What is being asked - Reproduce the following entries line for line, without changing anything.

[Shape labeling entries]
-------

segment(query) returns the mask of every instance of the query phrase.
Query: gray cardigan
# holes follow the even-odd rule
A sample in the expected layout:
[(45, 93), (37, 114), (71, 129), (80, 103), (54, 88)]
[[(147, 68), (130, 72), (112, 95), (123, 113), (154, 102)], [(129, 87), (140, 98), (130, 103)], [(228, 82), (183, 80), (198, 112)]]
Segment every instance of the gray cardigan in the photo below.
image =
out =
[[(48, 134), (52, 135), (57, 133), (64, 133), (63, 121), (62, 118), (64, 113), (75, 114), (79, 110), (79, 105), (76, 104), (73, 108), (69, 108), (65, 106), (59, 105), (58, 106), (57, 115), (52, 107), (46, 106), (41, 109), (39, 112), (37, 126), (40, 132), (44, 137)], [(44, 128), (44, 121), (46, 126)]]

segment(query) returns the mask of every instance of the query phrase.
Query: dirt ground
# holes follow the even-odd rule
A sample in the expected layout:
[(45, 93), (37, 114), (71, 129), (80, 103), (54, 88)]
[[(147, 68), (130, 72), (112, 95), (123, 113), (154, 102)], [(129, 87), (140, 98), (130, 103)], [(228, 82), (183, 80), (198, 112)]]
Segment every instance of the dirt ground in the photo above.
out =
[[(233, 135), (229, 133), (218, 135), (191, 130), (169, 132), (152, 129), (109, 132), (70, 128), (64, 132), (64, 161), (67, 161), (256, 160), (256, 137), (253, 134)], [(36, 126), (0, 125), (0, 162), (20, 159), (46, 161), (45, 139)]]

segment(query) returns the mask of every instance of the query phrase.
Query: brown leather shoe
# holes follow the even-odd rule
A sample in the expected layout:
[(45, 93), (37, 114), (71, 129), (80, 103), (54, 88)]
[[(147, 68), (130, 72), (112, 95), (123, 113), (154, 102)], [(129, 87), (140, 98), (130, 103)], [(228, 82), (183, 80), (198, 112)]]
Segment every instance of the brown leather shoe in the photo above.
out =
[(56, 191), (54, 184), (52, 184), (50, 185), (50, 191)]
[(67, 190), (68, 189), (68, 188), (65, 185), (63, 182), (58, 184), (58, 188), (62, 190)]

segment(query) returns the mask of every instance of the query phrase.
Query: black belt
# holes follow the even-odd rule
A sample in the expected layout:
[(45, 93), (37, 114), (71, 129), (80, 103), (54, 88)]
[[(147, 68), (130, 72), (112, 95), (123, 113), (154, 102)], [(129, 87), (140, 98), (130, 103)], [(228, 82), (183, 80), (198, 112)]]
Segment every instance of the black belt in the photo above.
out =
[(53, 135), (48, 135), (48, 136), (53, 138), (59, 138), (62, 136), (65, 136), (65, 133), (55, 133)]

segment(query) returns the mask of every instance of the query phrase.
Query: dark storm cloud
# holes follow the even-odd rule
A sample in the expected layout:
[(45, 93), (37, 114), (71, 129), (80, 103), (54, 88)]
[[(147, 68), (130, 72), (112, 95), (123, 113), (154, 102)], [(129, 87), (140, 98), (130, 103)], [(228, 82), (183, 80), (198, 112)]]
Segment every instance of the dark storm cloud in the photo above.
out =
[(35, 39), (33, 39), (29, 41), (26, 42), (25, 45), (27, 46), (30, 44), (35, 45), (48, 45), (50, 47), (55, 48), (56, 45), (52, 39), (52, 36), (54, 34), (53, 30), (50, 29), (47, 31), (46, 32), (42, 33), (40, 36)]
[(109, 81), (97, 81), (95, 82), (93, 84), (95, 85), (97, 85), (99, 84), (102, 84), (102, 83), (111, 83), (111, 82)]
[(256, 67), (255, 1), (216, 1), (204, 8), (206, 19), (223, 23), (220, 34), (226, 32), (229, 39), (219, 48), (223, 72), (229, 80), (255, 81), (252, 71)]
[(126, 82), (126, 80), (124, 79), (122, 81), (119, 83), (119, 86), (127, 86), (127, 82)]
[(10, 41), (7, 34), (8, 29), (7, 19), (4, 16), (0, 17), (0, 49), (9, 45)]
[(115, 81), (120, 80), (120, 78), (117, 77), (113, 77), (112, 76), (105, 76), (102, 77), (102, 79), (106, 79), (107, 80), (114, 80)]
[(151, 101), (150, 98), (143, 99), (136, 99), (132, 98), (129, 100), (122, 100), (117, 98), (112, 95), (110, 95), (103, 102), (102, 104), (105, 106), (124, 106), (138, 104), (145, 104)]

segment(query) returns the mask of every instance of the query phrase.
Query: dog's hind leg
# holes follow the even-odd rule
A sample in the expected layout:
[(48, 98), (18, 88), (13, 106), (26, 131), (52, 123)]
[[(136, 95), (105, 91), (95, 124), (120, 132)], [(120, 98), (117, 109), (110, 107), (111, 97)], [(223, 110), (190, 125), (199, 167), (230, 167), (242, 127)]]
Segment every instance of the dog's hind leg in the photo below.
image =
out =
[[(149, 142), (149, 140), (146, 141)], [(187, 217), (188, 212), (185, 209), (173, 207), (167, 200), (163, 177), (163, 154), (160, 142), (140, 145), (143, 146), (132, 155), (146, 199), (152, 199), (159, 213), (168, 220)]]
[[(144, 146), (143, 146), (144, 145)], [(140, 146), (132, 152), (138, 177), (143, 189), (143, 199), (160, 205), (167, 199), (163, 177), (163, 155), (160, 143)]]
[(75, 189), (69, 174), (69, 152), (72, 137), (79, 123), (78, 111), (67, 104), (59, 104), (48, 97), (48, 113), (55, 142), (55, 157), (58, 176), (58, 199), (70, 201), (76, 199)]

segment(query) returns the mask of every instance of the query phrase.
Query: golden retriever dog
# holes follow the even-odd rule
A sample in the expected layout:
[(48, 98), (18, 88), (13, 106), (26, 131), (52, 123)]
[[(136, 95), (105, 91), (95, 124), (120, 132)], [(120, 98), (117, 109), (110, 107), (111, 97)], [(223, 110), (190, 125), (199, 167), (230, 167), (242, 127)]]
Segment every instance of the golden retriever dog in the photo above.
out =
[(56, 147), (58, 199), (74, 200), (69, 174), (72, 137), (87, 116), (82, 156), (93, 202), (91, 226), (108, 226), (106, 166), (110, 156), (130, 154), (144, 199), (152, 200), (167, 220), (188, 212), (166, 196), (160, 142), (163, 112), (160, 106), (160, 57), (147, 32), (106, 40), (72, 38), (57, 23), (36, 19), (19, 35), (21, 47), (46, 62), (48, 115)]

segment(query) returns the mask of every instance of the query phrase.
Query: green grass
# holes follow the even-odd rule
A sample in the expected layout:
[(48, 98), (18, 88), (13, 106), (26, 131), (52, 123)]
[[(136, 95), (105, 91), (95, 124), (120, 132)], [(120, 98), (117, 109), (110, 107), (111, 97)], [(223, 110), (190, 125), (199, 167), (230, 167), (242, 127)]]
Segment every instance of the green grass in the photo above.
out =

-------

Solution below -
segment(query) returns the mask of every instance of the query phrase.
Query: gray cardigan
# holes follow the even-odd rule
A sample in the expected layout:
[(45, 93), (37, 114), (71, 129), (80, 103), (54, 88)]
[[(147, 68), (130, 72), (112, 95), (123, 113), (154, 102)], [(129, 87), (140, 98), (130, 103)], [(228, 82), (183, 80), (198, 112)]]
Segment every instance of the gray cardigan in the photo below.
image =
out =
[[(48, 134), (52, 135), (57, 133), (64, 133), (63, 121), (62, 118), (64, 113), (75, 114), (79, 110), (79, 105), (76, 104), (73, 108), (69, 108), (65, 106), (59, 105), (58, 106), (57, 115), (52, 107), (46, 106), (41, 109), (39, 112), (37, 126), (40, 132), (44, 137)], [(44, 128), (44, 121), (46, 126)]]

segment(query) returns the mask of every instance of the query phrase.
Query: dirt ground
# holes follow the even-odd rule
A sample in the expected layout:
[(45, 93), (37, 114), (71, 129), (80, 103), (54, 88)]
[[(147, 68), (130, 72), (112, 95), (123, 113), (154, 102)], [(129, 87), (140, 98), (130, 103)], [(228, 82), (183, 80), (198, 112)]]
Segment every instance of the dirt ground in the photo above.
out =
[[(233, 135), (229, 133), (218, 135), (191, 130), (169, 132), (152, 129), (109, 132), (70, 128), (64, 132), (64, 161), (67, 161), (256, 160), (256, 137), (253, 134)], [(36, 126), (0, 125), (0, 162), (20, 159), (46, 161), (45, 139)]]

segment(query) returns the mask of every instance of the query phrase.
Query: brown leather shoe
# holes follow the even-odd rule
A sample in the expected layout:
[(45, 93), (37, 114), (71, 129), (80, 103), (54, 88)]
[[(147, 68), (130, 72), (112, 95), (123, 113), (154, 102)], [(129, 87), (140, 98), (130, 103)], [(228, 82), (183, 80), (198, 112)]]
Segment every instance of the brown leather shoe in the photo above.
out =
[(56, 191), (54, 184), (52, 184), (50, 185), (50, 191)]
[(67, 190), (68, 189), (68, 188), (65, 185), (63, 182), (58, 184), (58, 188), (62, 190)]

segment(query) returns the mask of every instance of the query phrase.
Query: black belt
# holes follow the even-odd rule
A sample in the expected layout:
[(45, 93), (37, 114), (71, 129), (80, 103), (54, 88)]
[[(147, 68), (130, 72), (112, 95), (123, 113), (154, 102)], [(129, 87), (140, 98), (130, 103)], [(228, 82), (183, 80), (198, 112)]]
Segment every instance of the black belt in the photo above.
out =
[(53, 135), (48, 135), (48, 136), (53, 138), (59, 138), (62, 136), (65, 136), (65, 133), (55, 133)]

segment(query) returns the mask of every instance of the query phrase.
Query: dark storm cloud
# holes follow the even-odd rule
A sample in the expected layout:
[(45, 93), (37, 114), (71, 129), (80, 103), (54, 88)]
[[(147, 68), (130, 72), (112, 95), (123, 113), (154, 102)], [(129, 87), (140, 98), (130, 103)], [(228, 82), (183, 80), (198, 112)]]
Segment every instance of the dark storm cloud in the photo above.
out =
[(35, 39), (33, 39), (29, 41), (26, 42), (25, 45), (27, 46), (30, 44), (35, 45), (48, 45), (50, 47), (55, 48), (56, 45), (52, 39), (52, 36), (54, 34), (53, 30), (50, 29), (47, 31), (46, 32), (42, 33), (40, 36)]
[(109, 81), (97, 81), (95, 82), (93, 84), (95, 85), (97, 85), (99, 84), (102, 84), (102, 83), (111, 83), (111, 82)]
[(256, 67), (255, 1), (216, 1), (204, 8), (206, 19), (223, 23), (220, 34), (226, 32), (229, 39), (219, 48), (223, 72), (229, 80), (255, 81), (252, 71)]
[(126, 82), (126, 80), (124, 79), (122, 81), (119, 83), (119, 86), (127, 86), (127, 82)]
[(10, 41), (7, 34), (8, 29), (7, 19), (4, 16), (0, 17), (0, 49), (9, 45)]
[(115, 81), (120, 80), (120, 78), (117, 77), (113, 77), (112, 76), (105, 76), (102, 77), (102, 79), (106, 79), (107, 80), (114, 80)]
[(151, 101), (150, 98), (143, 99), (136, 99), (132, 98), (129, 100), (122, 100), (117, 98), (112, 95), (110, 95), (103, 102), (102, 104), (105, 106), (124, 106), (138, 104), (145, 104)]

segment(query) returns the mask of every instance of the query phrase.
Query: dog's hind leg
# holes follow the even-odd rule
A sample in the expected layout:
[(48, 98), (18, 88), (13, 106), (26, 131), (52, 123)]
[[(136, 95), (105, 91), (95, 124), (120, 132)], [(120, 98), (117, 109), (110, 107), (111, 97)], [(223, 110), (190, 125), (199, 167), (230, 167), (242, 127)]]
Segment every instance of the dog's hind leg in the photo below.
image =
out =
[[(149, 142), (149, 140), (146, 141)], [(187, 217), (188, 212), (185, 209), (173, 207), (167, 200), (163, 177), (163, 154), (160, 142), (140, 145), (143, 146), (132, 155), (146, 199), (152, 199), (159, 213), (168, 220)]]
[[(144, 146), (143, 146), (144, 145)], [(140, 146), (132, 152), (138, 177), (143, 189), (143, 199), (160, 205), (167, 199), (163, 177), (163, 155), (160, 143)]]
[(75, 189), (69, 174), (69, 152), (72, 137), (79, 123), (78, 111), (67, 104), (59, 104), (48, 97), (48, 113), (55, 142), (55, 157), (58, 176), (58, 199), (70, 201), (76, 199)]

segment(query) returns the mask of every instance of the query phrase.
Query: golden retriever dog
# holes follow the even-odd rule
A sample in the expected layout:
[(48, 98), (18, 88), (13, 106), (26, 131), (52, 123)]
[[(136, 95), (105, 91), (95, 124), (120, 132)], [(120, 98), (117, 109), (110, 107), (111, 97)], [(223, 110), (190, 125), (199, 167), (230, 167), (242, 127)]]
Segment every instance of the golden retriever dog in the photo above.
out =
[(56, 147), (58, 199), (74, 200), (69, 174), (72, 137), (87, 116), (82, 156), (93, 202), (91, 226), (108, 226), (106, 166), (110, 156), (130, 154), (144, 199), (152, 200), (167, 220), (188, 212), (166, 196), (160, 142), (163, 112), (160, 106), (160, 57), (147, 32), (106, 40), (72, 38), (57, 23), (36, 19), (19, 35), (21, 47), (46, 62), (48, 115)]

segment(query) returns the mask of every instance of the query phrase.
Query: green grass
# holes follow the even-odd rule
A sample in the expected layout:
[(48, 98), (18, 88), (13, 106), (26, 131), (52, 123)]
[[(136, 95), (105, 91), (95, 124), (120, 132)], [(120, 98), (117, 109), (110, 107), (111, 97)], [(223, 110), (190, 125), (199, 167), (230, 167), (242, 127)]]
Segment every instance of the green grass in the photo above.
out =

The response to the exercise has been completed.